** Exercise text **

= Wenzel von Linhart =

Austrian surgeon

Wenzel von Linhart (6 June 1821 in Seelowitz – 22 October 1877 in Würzburg) was an Austrian surgeon.

He studied medicine in Vienna, where his influences included anatomist Christian Joseph Berres and surgeon Joseph Wattmann. From 1845 to 1849, he was an assistant in the lectures of Johann von Dumreicher, and in 1852 became a privat-docent of operative surgery at the University of Vienna. In 1856 he replaced Adolf Morawek (1816-1855) as professor of the surgical clinic at the University of Würzburg. As a result of his work with the wounded in the Austro-Prussian War (1866), he was named Royal Bavarian Councillor in 1867. During the Franco-Prussian War, he distinguished himself in his role as a Bavarian general physician.

== Published works ==
An adherent of topographical anatomy, he was a skilled surgeon and considered an excellent teacher. The following are three of his principal writings.
- Ueber die Schenkelhernie, 1852 - On the femoral hernia.
- Compendium der chirurgischen Operationslehre, (1856; fourth edition, 1874) - Compendium of surgical operation lectures.
- Vorlesungen über Unterleibs-Hernien (1866; new edition, 1882) - Lectures on abdominal hernias.

** Things to do **
**A)** Write out the passage of the Wenzel von Linhart biography word for word, from "- Ueber die" to "surgical operation lectures.".
**B)** Name every person other than Wenzel von Linhart himself who is mentioned in the Wenzel von Linhart biography.

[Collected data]
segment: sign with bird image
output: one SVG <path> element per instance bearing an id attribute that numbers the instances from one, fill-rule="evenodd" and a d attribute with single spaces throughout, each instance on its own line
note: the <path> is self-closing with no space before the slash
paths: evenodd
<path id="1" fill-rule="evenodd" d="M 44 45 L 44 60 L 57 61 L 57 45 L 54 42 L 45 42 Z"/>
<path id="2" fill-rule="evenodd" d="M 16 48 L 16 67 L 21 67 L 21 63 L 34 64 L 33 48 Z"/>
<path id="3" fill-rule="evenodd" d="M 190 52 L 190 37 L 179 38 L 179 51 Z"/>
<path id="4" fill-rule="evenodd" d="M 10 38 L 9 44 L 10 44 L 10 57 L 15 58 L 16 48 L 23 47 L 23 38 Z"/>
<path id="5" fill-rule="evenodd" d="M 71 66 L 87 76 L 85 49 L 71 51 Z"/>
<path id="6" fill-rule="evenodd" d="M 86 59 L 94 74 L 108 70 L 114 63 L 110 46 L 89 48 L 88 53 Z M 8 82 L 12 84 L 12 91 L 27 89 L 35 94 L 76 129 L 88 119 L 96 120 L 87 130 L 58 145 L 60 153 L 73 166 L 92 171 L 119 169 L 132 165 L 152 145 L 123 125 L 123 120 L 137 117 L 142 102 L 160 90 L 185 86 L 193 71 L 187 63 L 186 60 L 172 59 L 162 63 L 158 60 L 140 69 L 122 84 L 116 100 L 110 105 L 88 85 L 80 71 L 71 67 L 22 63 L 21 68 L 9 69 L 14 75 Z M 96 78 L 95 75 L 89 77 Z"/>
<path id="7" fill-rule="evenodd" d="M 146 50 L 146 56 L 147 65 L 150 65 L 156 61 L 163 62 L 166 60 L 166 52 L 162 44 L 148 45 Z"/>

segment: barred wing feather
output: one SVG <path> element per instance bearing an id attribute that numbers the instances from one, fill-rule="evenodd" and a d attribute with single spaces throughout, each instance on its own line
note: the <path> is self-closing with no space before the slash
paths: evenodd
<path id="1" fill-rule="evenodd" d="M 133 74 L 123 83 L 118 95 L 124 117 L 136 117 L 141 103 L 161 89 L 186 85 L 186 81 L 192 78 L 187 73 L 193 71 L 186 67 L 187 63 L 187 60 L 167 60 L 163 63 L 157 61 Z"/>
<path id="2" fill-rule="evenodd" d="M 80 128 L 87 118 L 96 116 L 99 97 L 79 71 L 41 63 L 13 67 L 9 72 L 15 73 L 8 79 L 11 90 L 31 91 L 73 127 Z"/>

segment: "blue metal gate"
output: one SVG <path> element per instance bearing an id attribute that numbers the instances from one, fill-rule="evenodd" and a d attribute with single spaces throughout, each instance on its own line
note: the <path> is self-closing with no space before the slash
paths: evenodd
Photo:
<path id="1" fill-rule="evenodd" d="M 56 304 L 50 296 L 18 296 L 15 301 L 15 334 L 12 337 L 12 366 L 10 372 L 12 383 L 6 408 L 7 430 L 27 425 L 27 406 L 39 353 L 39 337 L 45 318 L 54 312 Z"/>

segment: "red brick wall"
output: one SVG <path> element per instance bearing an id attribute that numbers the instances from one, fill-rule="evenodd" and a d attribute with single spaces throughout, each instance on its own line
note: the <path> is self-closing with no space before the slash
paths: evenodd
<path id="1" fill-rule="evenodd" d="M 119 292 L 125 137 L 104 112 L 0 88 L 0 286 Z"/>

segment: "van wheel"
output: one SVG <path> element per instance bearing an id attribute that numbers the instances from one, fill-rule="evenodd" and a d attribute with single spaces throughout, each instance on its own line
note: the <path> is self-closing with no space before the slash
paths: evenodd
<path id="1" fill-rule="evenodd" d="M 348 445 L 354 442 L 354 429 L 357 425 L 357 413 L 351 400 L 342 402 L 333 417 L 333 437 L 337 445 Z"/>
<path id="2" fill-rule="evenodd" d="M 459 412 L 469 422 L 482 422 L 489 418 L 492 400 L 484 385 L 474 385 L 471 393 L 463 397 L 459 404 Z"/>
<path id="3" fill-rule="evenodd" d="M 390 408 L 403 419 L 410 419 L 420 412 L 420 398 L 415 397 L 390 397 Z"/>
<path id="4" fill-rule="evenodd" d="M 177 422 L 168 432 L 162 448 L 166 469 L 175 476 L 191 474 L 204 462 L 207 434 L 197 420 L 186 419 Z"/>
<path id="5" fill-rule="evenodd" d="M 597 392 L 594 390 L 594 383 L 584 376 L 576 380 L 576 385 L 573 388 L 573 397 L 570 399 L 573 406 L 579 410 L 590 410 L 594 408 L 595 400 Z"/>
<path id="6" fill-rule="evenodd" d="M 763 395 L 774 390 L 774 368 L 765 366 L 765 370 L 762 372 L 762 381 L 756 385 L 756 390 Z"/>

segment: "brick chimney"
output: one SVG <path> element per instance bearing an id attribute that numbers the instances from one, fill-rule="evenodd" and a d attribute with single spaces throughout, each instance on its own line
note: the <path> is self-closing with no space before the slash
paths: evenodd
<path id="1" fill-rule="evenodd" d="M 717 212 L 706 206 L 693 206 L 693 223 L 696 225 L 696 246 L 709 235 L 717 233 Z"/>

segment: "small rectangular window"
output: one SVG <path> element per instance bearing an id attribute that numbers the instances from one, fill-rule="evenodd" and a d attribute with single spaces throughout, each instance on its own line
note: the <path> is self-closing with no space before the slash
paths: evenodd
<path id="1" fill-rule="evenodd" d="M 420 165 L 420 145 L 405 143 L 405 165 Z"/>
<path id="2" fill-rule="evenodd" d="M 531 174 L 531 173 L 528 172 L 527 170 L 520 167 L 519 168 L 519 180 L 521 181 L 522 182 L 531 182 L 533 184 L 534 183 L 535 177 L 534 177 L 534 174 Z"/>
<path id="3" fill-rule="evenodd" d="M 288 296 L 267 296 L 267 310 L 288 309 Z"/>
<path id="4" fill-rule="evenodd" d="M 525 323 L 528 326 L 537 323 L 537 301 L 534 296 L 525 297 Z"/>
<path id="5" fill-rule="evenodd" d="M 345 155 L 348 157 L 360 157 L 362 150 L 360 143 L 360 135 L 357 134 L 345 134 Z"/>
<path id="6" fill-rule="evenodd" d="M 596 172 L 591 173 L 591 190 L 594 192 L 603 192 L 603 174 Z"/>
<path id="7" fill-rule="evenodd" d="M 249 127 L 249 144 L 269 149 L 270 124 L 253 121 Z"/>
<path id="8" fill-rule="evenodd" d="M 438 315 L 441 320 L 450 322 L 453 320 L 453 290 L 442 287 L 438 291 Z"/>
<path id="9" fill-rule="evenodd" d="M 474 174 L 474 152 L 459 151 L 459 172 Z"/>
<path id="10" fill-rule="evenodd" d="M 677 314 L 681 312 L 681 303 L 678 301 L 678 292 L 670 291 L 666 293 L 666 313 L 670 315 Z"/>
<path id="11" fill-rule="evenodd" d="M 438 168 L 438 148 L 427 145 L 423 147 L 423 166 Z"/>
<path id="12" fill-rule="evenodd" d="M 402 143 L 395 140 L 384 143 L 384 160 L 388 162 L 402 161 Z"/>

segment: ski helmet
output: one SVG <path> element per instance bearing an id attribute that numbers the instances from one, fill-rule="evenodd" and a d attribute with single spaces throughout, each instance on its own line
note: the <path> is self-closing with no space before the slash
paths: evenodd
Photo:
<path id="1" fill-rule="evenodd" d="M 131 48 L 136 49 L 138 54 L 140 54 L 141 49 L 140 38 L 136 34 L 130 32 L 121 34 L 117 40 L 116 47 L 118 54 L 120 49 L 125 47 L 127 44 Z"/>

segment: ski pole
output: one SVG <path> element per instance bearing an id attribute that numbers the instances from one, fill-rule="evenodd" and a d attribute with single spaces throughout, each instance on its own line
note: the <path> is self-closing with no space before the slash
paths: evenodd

** Your responses **
**A)**
- Ueber die Schenkelhernie, 1852 - On the femoral hernia.
- Compendium der chirurgischen Operationslehre, (1856; fourth edition, 1874) - Compendium of surgical operation lectures.

**B)**
- Christian Joseph Berres
- Joseph Wattmann
- Johann von Dumreicher
- Adolf Morawek